Required work: From the material below, extract every line that contains the word "hoodie" and copy each one in full.
(begin)
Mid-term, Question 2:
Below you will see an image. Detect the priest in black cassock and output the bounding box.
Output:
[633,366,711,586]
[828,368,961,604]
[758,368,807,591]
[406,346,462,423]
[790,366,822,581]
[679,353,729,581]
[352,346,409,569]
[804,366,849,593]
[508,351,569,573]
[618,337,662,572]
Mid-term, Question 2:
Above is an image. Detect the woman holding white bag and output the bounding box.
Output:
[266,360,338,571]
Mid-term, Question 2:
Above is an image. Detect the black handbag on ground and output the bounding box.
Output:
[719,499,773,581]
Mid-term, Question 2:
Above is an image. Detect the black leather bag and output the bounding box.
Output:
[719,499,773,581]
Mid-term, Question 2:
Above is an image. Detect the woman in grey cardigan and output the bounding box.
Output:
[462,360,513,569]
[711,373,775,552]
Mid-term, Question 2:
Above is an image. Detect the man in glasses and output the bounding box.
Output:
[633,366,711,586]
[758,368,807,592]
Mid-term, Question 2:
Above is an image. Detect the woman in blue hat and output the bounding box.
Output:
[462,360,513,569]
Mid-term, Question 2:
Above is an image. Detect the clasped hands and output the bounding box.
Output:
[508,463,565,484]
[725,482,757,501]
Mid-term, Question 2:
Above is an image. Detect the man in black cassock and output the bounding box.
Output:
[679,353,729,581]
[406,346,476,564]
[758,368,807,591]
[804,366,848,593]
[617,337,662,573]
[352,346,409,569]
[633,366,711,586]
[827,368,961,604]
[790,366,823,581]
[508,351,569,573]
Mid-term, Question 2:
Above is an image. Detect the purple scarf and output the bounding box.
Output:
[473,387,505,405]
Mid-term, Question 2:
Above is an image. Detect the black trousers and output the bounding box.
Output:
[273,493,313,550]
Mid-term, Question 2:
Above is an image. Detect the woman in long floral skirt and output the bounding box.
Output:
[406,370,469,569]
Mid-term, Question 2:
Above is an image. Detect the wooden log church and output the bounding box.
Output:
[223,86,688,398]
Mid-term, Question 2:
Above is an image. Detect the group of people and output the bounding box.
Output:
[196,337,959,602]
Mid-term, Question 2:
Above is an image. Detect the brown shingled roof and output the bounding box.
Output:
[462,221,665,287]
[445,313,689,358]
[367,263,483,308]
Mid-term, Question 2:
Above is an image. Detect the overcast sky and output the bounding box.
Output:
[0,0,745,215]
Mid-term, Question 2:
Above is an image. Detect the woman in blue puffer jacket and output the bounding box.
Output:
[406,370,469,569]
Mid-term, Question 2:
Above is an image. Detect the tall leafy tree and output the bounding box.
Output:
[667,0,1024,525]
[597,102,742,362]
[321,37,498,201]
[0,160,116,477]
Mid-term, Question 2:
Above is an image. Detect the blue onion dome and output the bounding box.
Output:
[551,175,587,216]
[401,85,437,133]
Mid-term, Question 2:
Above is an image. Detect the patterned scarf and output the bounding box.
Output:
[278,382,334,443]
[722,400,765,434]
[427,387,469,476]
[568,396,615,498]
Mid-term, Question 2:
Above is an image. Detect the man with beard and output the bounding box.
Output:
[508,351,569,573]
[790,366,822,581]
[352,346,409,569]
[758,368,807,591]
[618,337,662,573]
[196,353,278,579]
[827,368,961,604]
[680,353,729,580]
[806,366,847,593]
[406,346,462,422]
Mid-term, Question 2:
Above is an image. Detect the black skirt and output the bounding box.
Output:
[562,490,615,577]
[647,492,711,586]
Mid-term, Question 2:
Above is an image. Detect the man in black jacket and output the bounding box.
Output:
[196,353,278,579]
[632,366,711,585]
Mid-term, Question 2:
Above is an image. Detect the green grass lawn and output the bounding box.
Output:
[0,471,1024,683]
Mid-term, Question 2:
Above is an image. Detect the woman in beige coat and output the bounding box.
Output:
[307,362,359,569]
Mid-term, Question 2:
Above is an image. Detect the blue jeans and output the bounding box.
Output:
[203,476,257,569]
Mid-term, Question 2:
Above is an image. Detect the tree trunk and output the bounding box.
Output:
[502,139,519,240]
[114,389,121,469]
(end)
(begin)
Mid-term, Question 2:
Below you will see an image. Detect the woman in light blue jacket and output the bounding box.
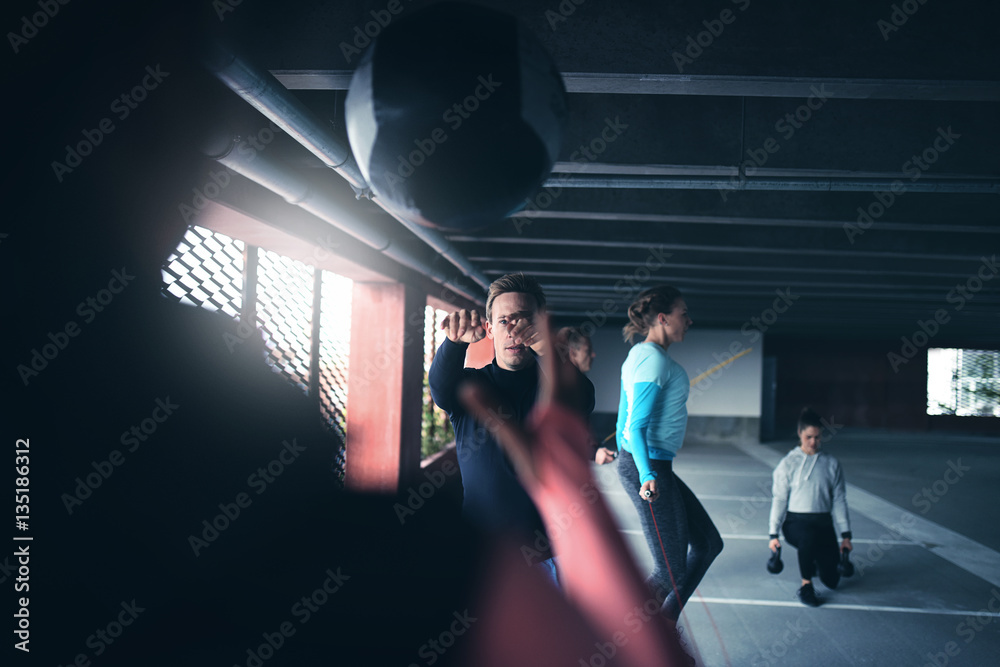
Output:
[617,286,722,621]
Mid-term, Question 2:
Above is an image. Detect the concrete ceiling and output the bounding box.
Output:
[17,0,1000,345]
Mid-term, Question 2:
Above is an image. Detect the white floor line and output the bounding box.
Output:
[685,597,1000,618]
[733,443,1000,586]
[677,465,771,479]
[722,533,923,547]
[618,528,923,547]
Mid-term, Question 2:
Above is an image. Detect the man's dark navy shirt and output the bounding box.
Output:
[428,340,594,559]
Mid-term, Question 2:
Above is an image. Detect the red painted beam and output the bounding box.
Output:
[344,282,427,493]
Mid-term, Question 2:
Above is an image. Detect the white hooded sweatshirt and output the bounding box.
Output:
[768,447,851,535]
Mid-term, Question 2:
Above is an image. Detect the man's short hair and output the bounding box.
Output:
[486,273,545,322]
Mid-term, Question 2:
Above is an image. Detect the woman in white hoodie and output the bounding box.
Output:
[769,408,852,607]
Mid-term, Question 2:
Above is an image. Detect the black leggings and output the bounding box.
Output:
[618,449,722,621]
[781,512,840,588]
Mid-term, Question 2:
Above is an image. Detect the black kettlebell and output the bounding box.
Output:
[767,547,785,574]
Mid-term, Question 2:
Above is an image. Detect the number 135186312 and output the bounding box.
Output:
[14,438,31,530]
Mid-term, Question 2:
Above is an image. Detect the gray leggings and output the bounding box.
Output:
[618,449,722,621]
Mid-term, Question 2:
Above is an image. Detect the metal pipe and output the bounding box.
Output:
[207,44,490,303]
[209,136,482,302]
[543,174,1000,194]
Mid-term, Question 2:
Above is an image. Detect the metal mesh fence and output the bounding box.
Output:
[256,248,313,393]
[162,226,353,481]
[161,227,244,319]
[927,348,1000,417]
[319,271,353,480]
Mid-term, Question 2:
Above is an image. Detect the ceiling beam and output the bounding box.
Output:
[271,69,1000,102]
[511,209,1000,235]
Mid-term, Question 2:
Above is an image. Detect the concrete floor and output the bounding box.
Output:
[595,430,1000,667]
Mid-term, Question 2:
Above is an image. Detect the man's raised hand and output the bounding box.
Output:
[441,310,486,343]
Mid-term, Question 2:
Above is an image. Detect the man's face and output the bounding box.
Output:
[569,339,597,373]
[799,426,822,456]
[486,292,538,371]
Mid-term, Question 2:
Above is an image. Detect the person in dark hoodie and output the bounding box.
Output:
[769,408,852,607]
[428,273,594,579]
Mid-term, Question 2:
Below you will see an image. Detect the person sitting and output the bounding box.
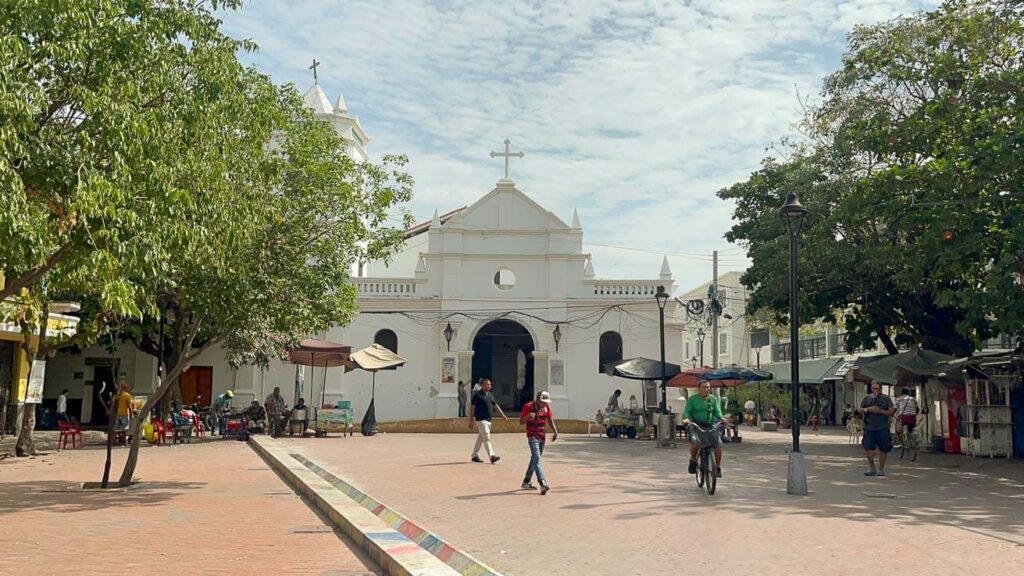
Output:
(end)
Final answer:
Above is an image. Detect the woman in white hoodie and output the bounding box.
Above is an image. Detect the person in dark hoodie and output the bounding box.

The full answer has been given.